[start]

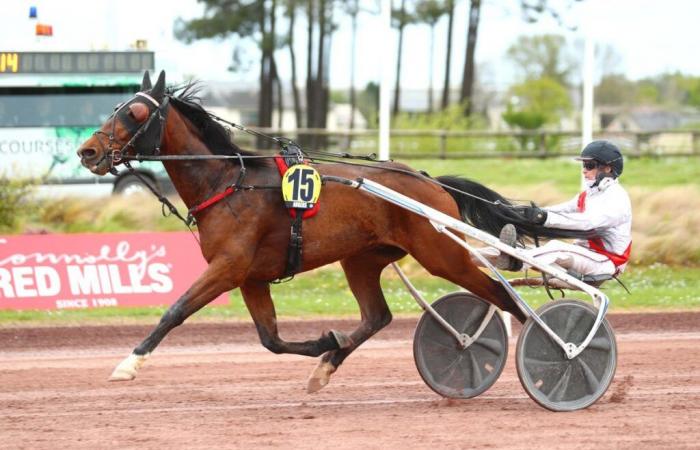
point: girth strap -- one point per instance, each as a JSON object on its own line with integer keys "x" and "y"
{"x": 294, "y": 252}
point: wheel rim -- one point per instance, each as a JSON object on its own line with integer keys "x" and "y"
{"x": 548, "y": 376}
{"x": 445, "y": 367}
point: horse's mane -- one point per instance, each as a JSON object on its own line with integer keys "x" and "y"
{"x": 185, "y": 98}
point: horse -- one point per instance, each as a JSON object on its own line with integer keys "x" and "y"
{"x": 244, "y": 237}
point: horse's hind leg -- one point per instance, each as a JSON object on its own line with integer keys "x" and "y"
{"x": 212, "y": 283}
{"x": 256, "y": 295}
{"x": 363, "y": 273}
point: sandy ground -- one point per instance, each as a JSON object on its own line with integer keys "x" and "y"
{"x": 214, "y": 386}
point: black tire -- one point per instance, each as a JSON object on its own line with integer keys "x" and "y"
{"x": 548, "y": 376}
{"x": 445, "y": 367}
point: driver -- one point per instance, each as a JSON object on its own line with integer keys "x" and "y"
{"x": 603, "y": 206}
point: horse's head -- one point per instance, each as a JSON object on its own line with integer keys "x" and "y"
{"x": 135, "y": 127}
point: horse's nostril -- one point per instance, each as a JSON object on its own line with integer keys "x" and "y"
{"x": 87, "y": 153}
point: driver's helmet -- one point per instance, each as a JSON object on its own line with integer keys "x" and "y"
{"x": 605, "y": 153}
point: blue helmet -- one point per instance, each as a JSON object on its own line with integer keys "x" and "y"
{"x": 605, "y": 153}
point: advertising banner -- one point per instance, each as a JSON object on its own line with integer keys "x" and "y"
{"x": 61, "y": 271}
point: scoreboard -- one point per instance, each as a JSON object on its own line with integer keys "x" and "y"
{"x": 75, "y": 62}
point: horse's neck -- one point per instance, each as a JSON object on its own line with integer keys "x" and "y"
{"x": 195, "y": 181}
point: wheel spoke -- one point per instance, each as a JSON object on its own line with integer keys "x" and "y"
{"x": 432, "y": 341}
{"x": 591, "y": 380}
{"x": 600, "y": 343}
{"x": 477, "y": 377}
{"x": 474, "y": 315}
{"x": 443, "y": 376}
{"x": 572, "y": 323}
{"x": 492, "y": 345}
{"x": 559, "y": 389}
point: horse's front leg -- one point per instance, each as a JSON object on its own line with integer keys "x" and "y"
{"x": 256, "y": 295}
{"x": 215, "y": 280}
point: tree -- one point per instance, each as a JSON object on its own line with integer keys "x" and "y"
{"x": 353, "y": 9}
{"x": 542, "y": 56}
{"x": 430, "y": 12}
{"x": 245, "y": 19}
{"x": 532, "y": 10}
{"x": 465, "y": 97}
{"x": 542, "y": 96}
{"x": 615, "y": 89}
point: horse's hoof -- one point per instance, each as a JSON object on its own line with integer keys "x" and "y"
{"x": 320, "y": 377}
{"x": 342, "y": 339}
{"x": 126, "y": 370}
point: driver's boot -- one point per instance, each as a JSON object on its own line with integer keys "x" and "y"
{"x": 508, "y": 236}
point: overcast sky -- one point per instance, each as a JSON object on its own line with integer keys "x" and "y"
{"x": 651, "y": 37}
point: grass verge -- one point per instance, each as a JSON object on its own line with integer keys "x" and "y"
{"x": 324, "y": 293}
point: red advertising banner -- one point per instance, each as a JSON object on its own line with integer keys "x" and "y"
{"x": 59, "y": 271}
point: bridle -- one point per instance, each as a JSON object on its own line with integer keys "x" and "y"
{"x": 153, "y": 135}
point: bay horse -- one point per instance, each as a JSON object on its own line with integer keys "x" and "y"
{"x": 244, "y": 238}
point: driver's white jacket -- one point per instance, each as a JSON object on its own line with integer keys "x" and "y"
{"x": 605, "y": 208}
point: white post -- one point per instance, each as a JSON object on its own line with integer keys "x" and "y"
{"x": 588, "y": 74}
{"x": 385, "y": 85}
{"x": 587, "y": 107}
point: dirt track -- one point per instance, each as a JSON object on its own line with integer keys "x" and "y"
{"x": 213, "y": 386}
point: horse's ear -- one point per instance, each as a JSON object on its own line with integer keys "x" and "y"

[end]

▸ WHAT YOU HAVE TO DO
Give again the lines from the line holding "point: bay horse" through the close of the listing, both included, exactly as written and with nothing else.

▸ WRITTEN SOLUTION
point: bay horse -- one point per instance, each as a JSON object on its own line with integer keys "x" and "y"
{"x": 244, "y": 238}
point: driver's white jacket -- one point per instance, each as a JSON object on its own line with integer keys "x" and "y"
{"x": 605, "y": 208}
point: white post -- one point per instance, each as a JSON object on its own line with integer keys "x" and "y"
{"x": 588, "y": 74}
{"x": 385, "y": 85}
{"x": 587, "y": 107}
point: dirt track -- one point per instance, each as a JSON object on its own line with integer keys "x" and "y"
{"x": 213, "y": 386}
point: horse's ear -- one point per instance, each as a JSON object on its own line with integer keys "x" and "y"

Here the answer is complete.